[Material provided]
──────────────────────────────

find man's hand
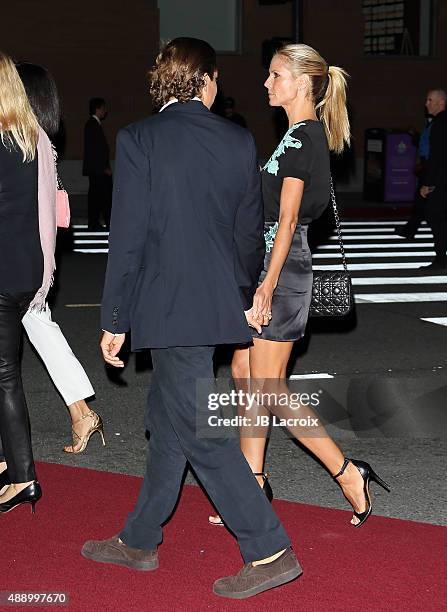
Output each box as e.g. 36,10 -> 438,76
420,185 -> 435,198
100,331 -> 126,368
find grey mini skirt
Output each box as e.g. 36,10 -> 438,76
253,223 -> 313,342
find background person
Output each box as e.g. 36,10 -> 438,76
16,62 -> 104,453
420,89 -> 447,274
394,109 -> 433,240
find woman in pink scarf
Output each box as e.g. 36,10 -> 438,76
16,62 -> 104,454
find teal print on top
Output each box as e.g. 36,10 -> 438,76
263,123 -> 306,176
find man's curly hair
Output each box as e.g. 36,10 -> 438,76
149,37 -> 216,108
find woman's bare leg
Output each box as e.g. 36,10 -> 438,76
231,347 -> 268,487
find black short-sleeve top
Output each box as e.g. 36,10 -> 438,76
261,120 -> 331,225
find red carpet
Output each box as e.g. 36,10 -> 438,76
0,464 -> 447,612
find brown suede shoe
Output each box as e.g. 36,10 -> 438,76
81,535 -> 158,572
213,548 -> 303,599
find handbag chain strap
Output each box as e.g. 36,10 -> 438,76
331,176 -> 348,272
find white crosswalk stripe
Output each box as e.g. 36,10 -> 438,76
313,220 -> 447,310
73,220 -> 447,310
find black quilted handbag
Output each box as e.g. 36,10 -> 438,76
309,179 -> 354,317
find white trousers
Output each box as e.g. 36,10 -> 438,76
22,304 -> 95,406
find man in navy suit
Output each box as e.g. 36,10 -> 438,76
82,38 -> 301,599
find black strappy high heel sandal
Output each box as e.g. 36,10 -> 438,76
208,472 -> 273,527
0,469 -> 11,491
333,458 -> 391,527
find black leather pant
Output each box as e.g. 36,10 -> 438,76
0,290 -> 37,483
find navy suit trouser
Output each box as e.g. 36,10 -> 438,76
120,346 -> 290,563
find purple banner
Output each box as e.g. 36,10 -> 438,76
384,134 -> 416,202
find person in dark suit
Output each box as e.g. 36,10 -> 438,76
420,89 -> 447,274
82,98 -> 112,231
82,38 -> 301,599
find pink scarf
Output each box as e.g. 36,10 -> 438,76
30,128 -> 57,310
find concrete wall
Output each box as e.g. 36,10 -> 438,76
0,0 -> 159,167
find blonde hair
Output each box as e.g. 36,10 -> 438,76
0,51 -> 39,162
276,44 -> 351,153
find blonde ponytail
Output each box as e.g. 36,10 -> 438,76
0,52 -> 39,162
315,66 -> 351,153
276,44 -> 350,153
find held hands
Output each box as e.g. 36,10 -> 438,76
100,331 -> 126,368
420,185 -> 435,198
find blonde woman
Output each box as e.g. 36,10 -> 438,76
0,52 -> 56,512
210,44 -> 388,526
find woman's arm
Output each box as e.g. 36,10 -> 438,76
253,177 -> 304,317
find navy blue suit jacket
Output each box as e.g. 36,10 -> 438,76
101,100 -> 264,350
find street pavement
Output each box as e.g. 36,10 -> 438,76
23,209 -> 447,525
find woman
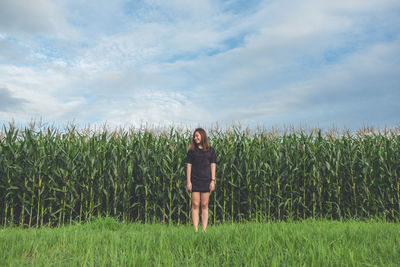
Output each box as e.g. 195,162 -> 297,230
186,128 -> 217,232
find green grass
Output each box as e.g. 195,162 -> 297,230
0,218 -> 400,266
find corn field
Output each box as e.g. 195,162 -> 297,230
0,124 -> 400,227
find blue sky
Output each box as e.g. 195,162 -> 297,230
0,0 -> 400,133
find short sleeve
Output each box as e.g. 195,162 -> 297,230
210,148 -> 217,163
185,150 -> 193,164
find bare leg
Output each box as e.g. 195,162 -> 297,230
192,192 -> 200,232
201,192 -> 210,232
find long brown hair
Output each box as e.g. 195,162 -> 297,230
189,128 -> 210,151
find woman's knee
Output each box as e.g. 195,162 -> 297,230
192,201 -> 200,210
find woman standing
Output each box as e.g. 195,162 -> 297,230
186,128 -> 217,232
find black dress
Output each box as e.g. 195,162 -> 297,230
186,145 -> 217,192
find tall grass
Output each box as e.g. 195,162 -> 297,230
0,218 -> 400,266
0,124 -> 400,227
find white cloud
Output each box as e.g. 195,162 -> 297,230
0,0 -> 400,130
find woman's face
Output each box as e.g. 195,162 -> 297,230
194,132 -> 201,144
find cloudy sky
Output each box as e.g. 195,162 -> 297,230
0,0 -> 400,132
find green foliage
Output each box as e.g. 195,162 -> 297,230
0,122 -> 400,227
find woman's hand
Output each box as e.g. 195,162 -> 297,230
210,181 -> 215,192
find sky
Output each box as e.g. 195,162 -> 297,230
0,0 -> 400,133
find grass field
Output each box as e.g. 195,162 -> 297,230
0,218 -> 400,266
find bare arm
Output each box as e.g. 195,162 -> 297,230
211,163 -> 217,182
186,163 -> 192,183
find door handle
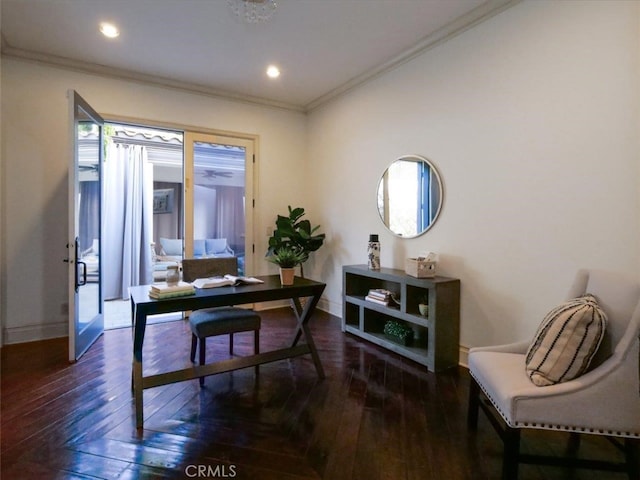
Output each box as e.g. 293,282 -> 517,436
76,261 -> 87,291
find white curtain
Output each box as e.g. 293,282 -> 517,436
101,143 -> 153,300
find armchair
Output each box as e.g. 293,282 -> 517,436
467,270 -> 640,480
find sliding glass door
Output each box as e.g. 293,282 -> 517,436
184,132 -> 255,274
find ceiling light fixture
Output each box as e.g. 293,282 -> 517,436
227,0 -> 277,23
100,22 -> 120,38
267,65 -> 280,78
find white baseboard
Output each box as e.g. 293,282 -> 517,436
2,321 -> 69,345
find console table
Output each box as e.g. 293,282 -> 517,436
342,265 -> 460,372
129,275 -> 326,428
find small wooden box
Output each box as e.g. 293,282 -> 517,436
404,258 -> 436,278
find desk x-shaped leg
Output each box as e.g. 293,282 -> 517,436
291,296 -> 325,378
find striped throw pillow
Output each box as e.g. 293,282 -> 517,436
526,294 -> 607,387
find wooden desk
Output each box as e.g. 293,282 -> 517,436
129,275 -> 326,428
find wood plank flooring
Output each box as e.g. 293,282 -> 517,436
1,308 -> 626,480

──────────────────────────────

Please swap "grey" for "charcoal" in the lines from the first line up to and including the line with "0,464 -> 447,612", and give only those lines back with nothing else changed. Leave the pictures out of your answer.

[Full output]
find man's hand
Output each box as e.g. 36,10 -> 438,76
420,185 -> 435,198
100,331 -> 126,368
find charcoal mini skirt
Output each box as e.g. 36,10 -> 438,76
253,223 -> 313,342
find background person
Output each box as e.g. 36,10 -> 438,76
16,62 -> 104,453
420,89 -> 447,274
394,109 -> 433,240
find woman in pink scarf
Output each box as e.g. 36,10 -> 438,76
16,62 -> 104,454
find teal print on top
Output each box as e.g. 36,10 -> 438,76
263,123 -> 306,176
find man's curly hair
Output each box as e.g. 36,10 -> 438,76
149,37 -> 216,108
find woman's bare leg
Output each box as e.g. 36,10 -> 438,76
231,347 -> 268,487
find black short-sleeve top
Output each box as e.g. 36,10 -> 438,76
261,120 -> 331,225
find red carpet
Output each box as e.g. 36,10 -> 438,76
0,464 -> 447,612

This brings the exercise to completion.